(Input records):
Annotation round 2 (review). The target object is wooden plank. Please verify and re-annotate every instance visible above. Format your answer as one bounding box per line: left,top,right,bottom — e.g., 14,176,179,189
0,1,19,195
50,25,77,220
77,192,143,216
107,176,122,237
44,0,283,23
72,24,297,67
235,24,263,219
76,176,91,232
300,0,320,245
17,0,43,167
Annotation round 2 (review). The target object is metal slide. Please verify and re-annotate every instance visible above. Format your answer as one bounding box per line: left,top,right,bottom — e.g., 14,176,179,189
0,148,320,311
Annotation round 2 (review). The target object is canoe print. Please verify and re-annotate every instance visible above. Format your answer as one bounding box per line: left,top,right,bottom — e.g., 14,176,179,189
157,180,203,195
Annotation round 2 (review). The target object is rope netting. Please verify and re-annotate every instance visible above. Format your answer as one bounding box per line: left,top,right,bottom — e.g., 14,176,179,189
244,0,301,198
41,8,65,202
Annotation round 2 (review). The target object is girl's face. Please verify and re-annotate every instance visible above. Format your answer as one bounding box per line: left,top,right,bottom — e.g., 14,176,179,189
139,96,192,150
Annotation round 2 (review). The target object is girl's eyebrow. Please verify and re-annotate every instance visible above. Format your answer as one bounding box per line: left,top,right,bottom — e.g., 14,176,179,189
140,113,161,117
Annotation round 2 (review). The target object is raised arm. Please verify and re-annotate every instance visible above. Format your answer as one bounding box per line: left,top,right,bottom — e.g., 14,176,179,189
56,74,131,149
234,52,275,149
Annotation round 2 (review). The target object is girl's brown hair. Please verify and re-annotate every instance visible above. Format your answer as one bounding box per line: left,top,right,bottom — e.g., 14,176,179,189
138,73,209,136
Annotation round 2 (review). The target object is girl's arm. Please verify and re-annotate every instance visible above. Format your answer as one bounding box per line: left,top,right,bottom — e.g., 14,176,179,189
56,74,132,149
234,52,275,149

(Task requirements):
Set out all the lines above as a numbered list, leaving out any blank lines.

(Completed exercise):
1. Annotation round 2 (review). The target object is wooden plank. Please verify and re-annotate every instance visible above. Format your answer as one bounding box per line: left,top,right,bottom — e.g., 14,176,179,189
2. 0,1,19,195
3. 50,25,77,220
4. 77,192,143,216
5. 107,176,122,237
6. 44,0,283,23
7. 72,24,297,67
8. 235,24,263,219
9. 76,176,91,232
10. 300,0,320,245
11. 17,0,43,167
12. Annotation round 2 (review). The target object is metal slide. Please verify and re-annotate every instance visible above. Format your answer as one bounding box per line: left,top,right,bottom — e.g., 14,176,179,189
13. 0,148,320,311
14. Annotation round 2 (review). The target object is canoe print. Please verify and re-annotate every instance visible above. Format your answer as one bounding box per line: left,top,right,bottom — e.g., 14,176,179,189
15. 157,180,203,195
16. Annotation round 2 (review). The target object is rope netting. Please verify and re-annotate every instance visible above. Format your answer as one bounding box per line: left,top,right,bottom — e.g., 14,176,179,189
17. 244,0,301,198
18. 41,8,65,202
19. Annotation round 2 (review). The target object is girl's face. Please verify and re-annotate every instance visible above. Format your answer as one bounding box per line: left,top,right,bottom — e.g., 14,176,179,189
20. 139,96,192,150
21. Annotation round 2 (review). The target object is girl's eyebrow. Please verify and re-annotate every instance visible above. Format your answer as one bounding box per line: left,top,right,bottom — e.g., 14,176,179,189
22. 140,113,161,117
23. Annotation round 2 (review). The target object is raised arm. Please verify and re-annotate every instance visible above. Format your answer as one bounding box per line: left,top,right,bottom — e.g., 14,176,179,189
24. 56,74,131,149
25. 234,52,275,149
26. Annotation round 2 (review). The target object is girl's brown hair. Please verify and re-annotate every instance visible above. Format your answer as one bounding box per line: left,top,right,bottom — e.g., 14,176,179,189
27. 138,73,209,136
28. Annotation round 2 (review). The target object is girl's arm. Please verify and re-annotate every instance visible above. Format your answer as one bounding box per line: left,top,right,bottom — e.g., 14,176,179,189
29. 56,74,132,149
30. 234,52,275,149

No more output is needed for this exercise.